REQUIRED WORK:
List every line of the entries that contains the word "black". Case counts.
+++
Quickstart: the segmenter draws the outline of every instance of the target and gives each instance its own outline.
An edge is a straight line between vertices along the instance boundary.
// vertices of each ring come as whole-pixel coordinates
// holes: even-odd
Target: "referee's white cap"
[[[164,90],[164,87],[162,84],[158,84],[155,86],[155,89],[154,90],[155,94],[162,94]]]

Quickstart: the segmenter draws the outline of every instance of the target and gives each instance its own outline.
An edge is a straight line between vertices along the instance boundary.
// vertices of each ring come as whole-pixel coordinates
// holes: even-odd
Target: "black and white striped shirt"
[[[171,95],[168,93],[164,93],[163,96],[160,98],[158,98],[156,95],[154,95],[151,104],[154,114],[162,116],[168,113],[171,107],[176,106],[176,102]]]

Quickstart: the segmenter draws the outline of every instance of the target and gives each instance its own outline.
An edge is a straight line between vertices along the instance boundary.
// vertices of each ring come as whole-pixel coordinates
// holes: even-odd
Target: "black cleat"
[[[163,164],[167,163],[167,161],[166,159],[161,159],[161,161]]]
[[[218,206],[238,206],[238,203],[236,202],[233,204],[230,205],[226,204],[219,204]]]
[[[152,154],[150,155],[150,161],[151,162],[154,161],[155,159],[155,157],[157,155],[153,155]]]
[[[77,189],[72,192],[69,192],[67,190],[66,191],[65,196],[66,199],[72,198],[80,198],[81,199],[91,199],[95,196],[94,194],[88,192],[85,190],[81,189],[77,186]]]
+++
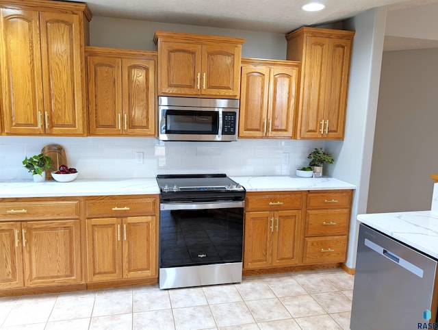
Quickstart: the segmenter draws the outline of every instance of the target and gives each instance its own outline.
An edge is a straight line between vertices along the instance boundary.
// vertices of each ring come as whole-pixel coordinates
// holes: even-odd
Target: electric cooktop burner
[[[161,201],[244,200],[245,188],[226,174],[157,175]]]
+++
CORRECT OUTPUT:
Target: "black and white striped shirt"
Target: "black cleat"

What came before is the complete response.